图论--网络流--最大流 HDU 2883 kebab（离散化）

Problem Description

Almost everyone likes kebabs nowadays (Here a kebab means pieces of meat grilled on a long thin stick). Have you, however, considered about the hardship of a kebab roaster while enjoying the delicious food? Well, here's a chance for you to help the poor roaster make sure whether he can deal with the following orders without dissatisfying the customers.

Now N customers is coming. Customer i will arrive at time si (which means the roaster cannot serve customer i until time si). He/She will order ni kebabs, each one of which requires a total amount of ti unit time to get it well-roasted, and want to get them before time ei(Just at exactly time ei is also OK). The roaster has a big grill which can hold an unlimited amount of kebabs (Unbelievable huh? Trust me, it’s real!). But he has so little charcoal that at most M kebabs can be roasted at the same time. He is skillful enough to take no time changing the kebabs being roasted. Can you help him determine if he can meet all the customers’ demand?

Problem set:
1. In the kebab problem description, at most how many kebabs can the roaster's charcoal handle at one time?
2. Please carry the kebab problem description on past its last sentence.
These rows come from a separate source.

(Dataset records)

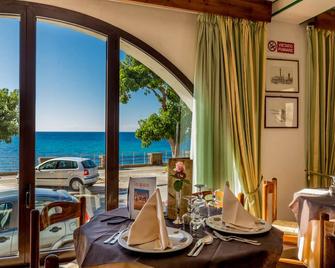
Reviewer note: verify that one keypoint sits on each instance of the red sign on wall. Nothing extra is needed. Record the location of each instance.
(284, 47)
(281, 47)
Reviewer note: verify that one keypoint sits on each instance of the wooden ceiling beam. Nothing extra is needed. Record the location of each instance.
(325, 20)
(257, 10)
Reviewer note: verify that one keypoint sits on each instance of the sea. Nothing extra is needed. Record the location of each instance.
(82, 144)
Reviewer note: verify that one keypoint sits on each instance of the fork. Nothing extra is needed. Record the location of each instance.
(236, 238)
(111, 237)
(116, 238)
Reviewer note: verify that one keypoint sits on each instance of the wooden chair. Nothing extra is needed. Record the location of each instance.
(289, 228)
(327, 242)
(240, 196)
(39, 222)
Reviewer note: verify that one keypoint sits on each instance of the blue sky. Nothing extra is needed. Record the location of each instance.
(70, 79)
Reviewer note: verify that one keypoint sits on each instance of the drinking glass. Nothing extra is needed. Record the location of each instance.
(187, 217)
(200, 202)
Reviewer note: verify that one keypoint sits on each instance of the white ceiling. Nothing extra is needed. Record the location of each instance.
(299, 11)
(290, 11)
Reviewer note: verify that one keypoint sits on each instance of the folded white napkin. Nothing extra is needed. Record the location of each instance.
(235, 216)
(149, 230)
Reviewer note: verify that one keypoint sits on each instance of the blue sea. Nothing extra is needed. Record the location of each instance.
(82, 144)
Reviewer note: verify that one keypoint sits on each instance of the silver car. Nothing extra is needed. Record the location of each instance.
(70, 172)
(56, 236)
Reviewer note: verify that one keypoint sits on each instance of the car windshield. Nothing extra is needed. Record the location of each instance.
(88, 164)
(5, 212)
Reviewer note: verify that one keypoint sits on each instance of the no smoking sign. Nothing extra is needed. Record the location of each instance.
(281, 47)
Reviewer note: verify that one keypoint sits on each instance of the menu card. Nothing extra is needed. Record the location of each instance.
(139, 191)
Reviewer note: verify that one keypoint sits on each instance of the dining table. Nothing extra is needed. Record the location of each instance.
(307, 204)
(91, 251)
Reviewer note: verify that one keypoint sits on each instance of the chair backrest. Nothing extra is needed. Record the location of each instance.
(327, 242)
(240, 196)
(269, 188)
(34, 238)
(65, 211)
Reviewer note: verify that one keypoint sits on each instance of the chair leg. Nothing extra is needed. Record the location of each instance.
(51, 261)
(34, 238)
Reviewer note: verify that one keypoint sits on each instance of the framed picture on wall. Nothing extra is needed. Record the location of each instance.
(282, 76)
(281, 112)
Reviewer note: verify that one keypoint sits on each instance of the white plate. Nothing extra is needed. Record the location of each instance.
(179, 238)
(216, 223)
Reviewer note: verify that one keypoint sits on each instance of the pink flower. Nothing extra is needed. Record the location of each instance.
(179, 167)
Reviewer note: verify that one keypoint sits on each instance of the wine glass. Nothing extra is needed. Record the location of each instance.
(187, 217)
(200, 202)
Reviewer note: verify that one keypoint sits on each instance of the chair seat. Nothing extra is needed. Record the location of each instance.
(287, 227)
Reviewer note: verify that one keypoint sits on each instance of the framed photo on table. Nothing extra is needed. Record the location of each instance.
(139, 191)
(282, 76)
(281, 112)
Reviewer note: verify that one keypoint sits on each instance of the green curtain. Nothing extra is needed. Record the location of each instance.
(320, 105)
(229, 95)
(213, 164)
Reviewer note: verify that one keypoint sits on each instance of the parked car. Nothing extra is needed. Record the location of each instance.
(58, 235)
(67, 172)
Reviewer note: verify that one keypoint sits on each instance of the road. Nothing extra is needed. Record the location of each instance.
(95, 195)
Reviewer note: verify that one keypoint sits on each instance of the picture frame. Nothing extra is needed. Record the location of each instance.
(282, 76)
(281, 112)
(139, 191)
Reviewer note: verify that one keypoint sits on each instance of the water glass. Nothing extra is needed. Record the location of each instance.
(187, 217)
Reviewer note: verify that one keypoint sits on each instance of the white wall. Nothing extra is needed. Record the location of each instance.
(173, 33)
(283, 150)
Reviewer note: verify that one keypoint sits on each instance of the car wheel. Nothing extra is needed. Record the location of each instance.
(75, 184)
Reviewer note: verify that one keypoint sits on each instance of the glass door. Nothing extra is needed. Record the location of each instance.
(70, 124)
(9, 135)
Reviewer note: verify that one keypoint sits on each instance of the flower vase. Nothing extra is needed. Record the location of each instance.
(178, 220)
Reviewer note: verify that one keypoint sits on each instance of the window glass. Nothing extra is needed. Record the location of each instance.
(9, 131)
(88, 164)
(50, 165)
(6, 210)
(67, 164)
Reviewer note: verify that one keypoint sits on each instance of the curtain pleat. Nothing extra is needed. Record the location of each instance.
(229, 95)
(320, 105)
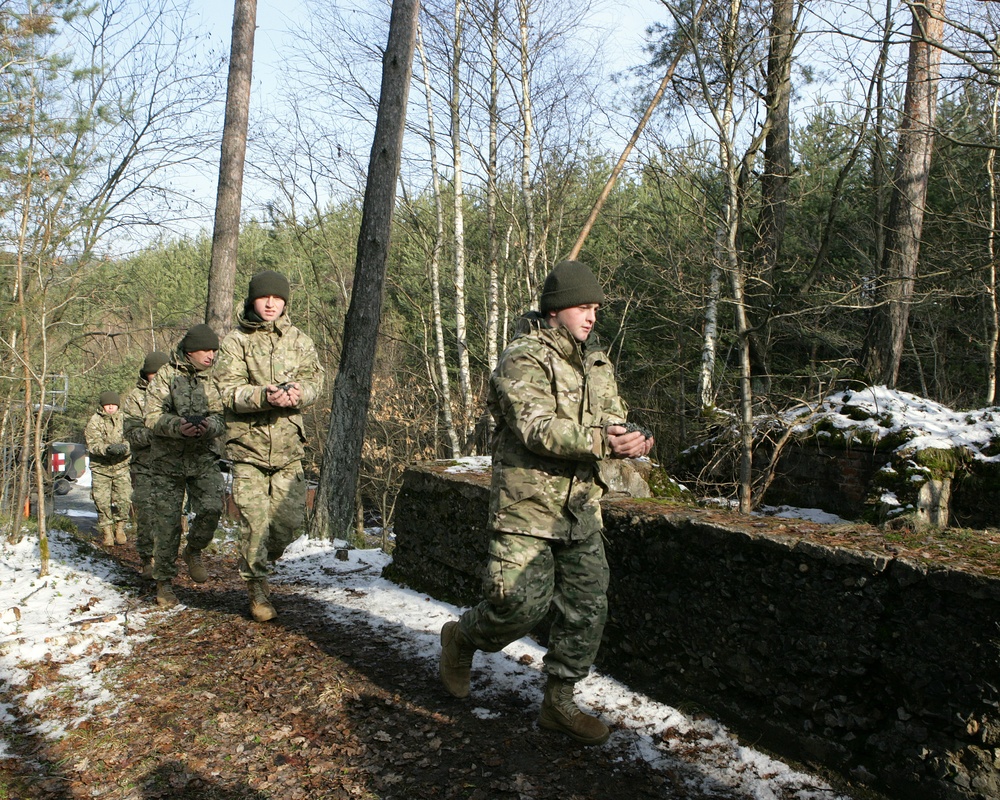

Task responses:
1. At most M kebabs.

2.
Oh, I forgot to say that the roaster needs not to roast a single kebab in a successive period of time. That means he can divide the whole ti unit time into k (1<=k<=ti) parts such that any two adjacent parts don’t have to be successive in time. He can also divide a single kebab into k (1<=k<=ti) parts and roast them simultaneously. The time needed to roast one part of the kebab well is linear to the amount of meat it contains. So if a kebab needs 10 unit time to roast well, he can divide it into 10 parts and roast them simultaneously just one unit time. Remember, however, a single unit time is indivisible and the kebab can only be divided into such parts that each needs an integral unit time to roast well.

 Input

There are multiple test cases. The first line of each case contains two positive integers N and M. N is the number of customers and M is the maximum kebabs the grill can roast at the same time. Then follow N lines each describing one customer, containing four integers: si (arrival time), ni (demand for kebabs), ei (deadline) and ti (time needed for roasting one kebab well).

There is a blank line after each input block.

Restriction:

1 <= N <= 200, 1 <= M <= 1,000

1 <= ni, ti <= 50

1 <= si < ei <= 1,000,000

 Output

If the roaster can satisfy all the customers, output “Yes” (without quotes). Otherwise, output “No”.

 Sample Input

2 10
1 10 6 3
2 10 4 2
2 10
1 10 5 3
2 10 4 2

 Sample Output

Yes
No

这个题就是基本的最大流，怎么建图，源点到每个人建边，流量设置为点羊肉串数量。然后每个人到他那个时间段的每一个边都设流量为INF，然后，时间点到汇点的边设置为M即，烤炉最多一次考多少串串。但是这里要考虑到点的范围1000000，这样建图真的会超时，我看了RQ的博客，看到了这里是可以离散化建图，就是说，将每个点看成一段时间的集合，如过时间有交叉就要把那段时间单独处理，这样它覆盖了多少点，就有多少个M然后最大流。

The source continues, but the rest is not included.